▸ **GIVEN EXERCISE**
Could you pull out the text of every row below, reproducing each line word for word and leaving out the pictures?

Rows from a dataset:

###

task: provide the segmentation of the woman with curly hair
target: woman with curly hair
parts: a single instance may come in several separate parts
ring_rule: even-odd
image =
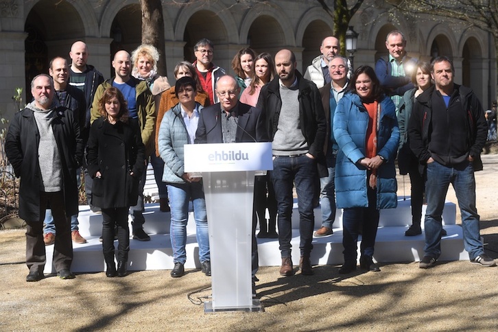
[[[251,82],[254,71],[254,57],[256,54],[250,48],[241,49],[232,60],[232,69],[235,72],[235,80],[240,86],[240,97],[244,89]]]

###

▸ **EXERCISE RESPONSE**
task: provide the segmentation of the woman with curly hair
target: woman with curly hair
parts: a single instance may come in several separate parts
ring_rule: even-odd
image =
[[[251,82],[254,71],[254,57],[256,54],[250,48],[241,49],[232,60],[232,69],[235,72],[235,80],[240,86],[240,97],[244,89]]]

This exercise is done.